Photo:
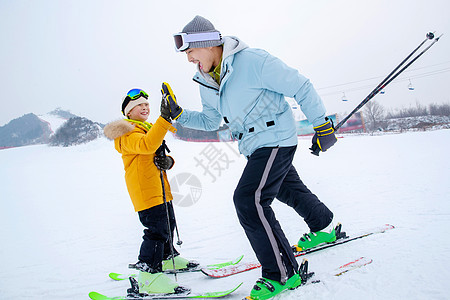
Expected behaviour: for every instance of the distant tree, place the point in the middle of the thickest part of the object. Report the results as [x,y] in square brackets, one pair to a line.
[26,130]
[75,131]
[374,114]
[439,109]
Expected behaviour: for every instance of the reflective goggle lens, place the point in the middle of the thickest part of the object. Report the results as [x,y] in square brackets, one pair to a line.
[178,41]
[182,39]
[136,93]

· · · · ·

THE PROBLEM -
Please write out all of the material above without changing a word, and omit any pictures.

TASK RESPONSE -
Photo:
Expected behaviour: for every instance of the distant tree, place the point in the middle of the thickest part of the object. Report the results as [x,y] in square brackets, one pair to a line.
[26,130]
[75,131]
[374,114]
[439,109]
Expected behaviour: for every instance of the reflective goggle lens, place the point in the middle of the thickest part of the object. Report the results as [x,y] in square brackets, one pair to a line.
[178,41]
[182,39]
[136,93]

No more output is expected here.